Requirements => Transcribe all of the data below exactly as it appears, line for line, omitting the pictures.

Data for processing =>
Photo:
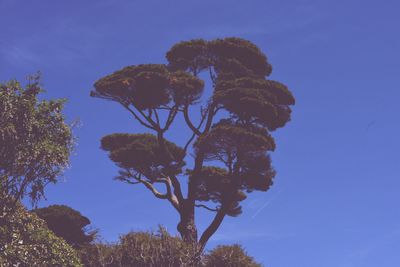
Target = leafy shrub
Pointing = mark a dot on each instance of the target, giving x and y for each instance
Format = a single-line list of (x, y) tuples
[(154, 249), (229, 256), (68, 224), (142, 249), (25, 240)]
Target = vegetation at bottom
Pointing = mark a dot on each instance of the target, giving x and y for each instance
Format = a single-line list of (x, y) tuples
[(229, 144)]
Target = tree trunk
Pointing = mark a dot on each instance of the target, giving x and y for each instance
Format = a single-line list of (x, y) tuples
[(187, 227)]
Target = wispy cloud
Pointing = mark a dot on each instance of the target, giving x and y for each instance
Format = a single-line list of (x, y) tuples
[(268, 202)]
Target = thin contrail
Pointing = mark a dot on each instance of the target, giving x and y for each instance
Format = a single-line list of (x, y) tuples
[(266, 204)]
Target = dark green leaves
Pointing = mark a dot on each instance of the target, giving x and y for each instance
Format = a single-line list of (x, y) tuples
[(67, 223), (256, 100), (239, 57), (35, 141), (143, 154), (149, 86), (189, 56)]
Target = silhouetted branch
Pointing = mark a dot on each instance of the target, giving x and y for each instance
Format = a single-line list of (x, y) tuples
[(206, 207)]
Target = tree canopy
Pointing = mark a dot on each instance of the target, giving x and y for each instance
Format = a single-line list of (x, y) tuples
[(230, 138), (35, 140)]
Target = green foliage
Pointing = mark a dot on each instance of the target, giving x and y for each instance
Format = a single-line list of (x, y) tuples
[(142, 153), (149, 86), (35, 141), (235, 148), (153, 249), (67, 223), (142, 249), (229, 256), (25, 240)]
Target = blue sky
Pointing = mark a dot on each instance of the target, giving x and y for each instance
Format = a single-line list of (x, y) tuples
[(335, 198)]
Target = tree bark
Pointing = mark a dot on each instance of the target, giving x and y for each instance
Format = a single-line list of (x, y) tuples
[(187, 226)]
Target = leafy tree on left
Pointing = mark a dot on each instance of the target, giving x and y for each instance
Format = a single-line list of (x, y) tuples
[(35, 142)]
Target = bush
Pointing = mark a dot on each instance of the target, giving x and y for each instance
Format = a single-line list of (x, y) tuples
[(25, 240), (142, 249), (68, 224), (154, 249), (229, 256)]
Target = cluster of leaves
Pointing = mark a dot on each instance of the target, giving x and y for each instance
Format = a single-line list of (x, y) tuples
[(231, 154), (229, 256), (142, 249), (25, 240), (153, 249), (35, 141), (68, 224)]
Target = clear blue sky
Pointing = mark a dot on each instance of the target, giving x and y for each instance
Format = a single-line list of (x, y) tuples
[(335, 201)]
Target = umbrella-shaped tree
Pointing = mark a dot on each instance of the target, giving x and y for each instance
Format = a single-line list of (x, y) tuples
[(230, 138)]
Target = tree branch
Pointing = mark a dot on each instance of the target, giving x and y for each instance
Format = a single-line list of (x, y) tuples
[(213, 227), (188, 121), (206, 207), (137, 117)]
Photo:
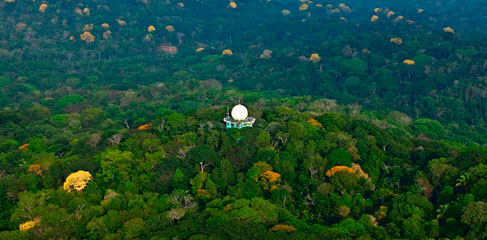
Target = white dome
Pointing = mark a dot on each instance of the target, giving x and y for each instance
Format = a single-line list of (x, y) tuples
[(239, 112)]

Written response =>
Photo:
Target = leafy shrub
Pointing = mark a dot on each instance of the target, giving x and y for each instance
Format = a single-line list of (x, y) tuples
[(154, 249), (229, 256), (68, 224), (142, 249), (25, 240)]
Target = vegetation at bottom
Pointing = mark a dot on each instance of the target, giving x and y for each instance
Format = a single-line list of (x, y) tuples
[(229, 144)]
Target = tree trunk
Pointing = mark a dot on each instance of the target, giving x and y for each instance
Format = a single-line list of (x, y) tuples
[(187, 227)]
Target = wispy cloud
Pointing = mark a dot on each instance of the target, giving x and y for each instance
Format = a single-line list of (x, y) tuples
[(268, 202)]
Target = thin contrail
Pointing = mark a dot on each instance of the target, giving x and y for each instance
Format = a single-line list of (x, y) tuples
[(266, 204)]
Target = dark green leaves
Pointing = mark a dot on each instance of the target, giving x and y for each instance
Format = a single-line list of (x, y) tuples
[(67, 223), (256, 100), (239, 57), (35, 141), (143, 154), (149, 86), (189, 56)]
Target = silhouetted branch
Pointing = mark a dot on each instance of the target, giving x and y for each instance
Format = a single-line list of (x, y) tuples
[(206, 207)]
Target = tree canopy
Pointing = mark a dot on each instance of the target, giving x and y for each instance
Format = a single-line list of (x, y) tuples
[(230, 138), (35, 140)]
Target = green foliage
Pointing = mark a dot on each instance of the target, giving x and y for each instance
Format = a single-line list of (x, y) tuples
[(142, 153), (149, 86), (35, 141), (235, 148), (153, 249), (67, 223), (142, 249), (229, 256), (25, 240)]
Target = blue sky
Pointing = mark a dot on each instance of the target, giving x and y for each instance
Format = a single-line list of (x, y) tuples
[(335, 198)]
Target = tree bark
Pointing = mark a dot on each instance of the target, giving x and y for each instance
Format = a single-line list of (x, y) tuples
[(187, 226)]
Target = leafy tree on left
Pointing = mark a dot on each instance of the target, giving x and y for each instance
Format = a single-line list of (x, y) tuples
[(35, 142)]
Target = bush
Pointing = mark a dot on each instance of the target, giving x and y for each instance
Format = a single-line list of (x, y) tuples
[(25, 240), (142, 249), (68, 224), (154, 249), (229, 256)]
Target = cluster of leaves
Pointing = mark a dot on each instance of the target, giving x and y for each instance
Format = a single-line list of (x, y) tuples
[(231, 154), (229, 256), (142, 249), (25, 240), (153, 249), (35, 141), (68, 224)]
Target = clear blue sky
Pointing = mark a dot on each instance of the target, giving x and y for each instance
Format = a single-line list of (x, y) tuples
[(335, 201)]
Target = umbrella-shaped tree
Pointing = mark a dot on each instance of the target, giving x and y for each instance
Format = a single-line list of (x, y) tuples
[(230, 138)]
Target = tree branch
Pointing = mark a dot on each instance of the target, giving x and y for each instance
Format = a single-line list of (x, y) tuples
[(213, 227), (188, 121), (206, 207), (137, 117)]
Photo:
Target = white dome
Pointing = mark a dot on each instance of the target, giving x and y for each instance
Format = a single-line list of (x, y) tuples
[(239, 112)]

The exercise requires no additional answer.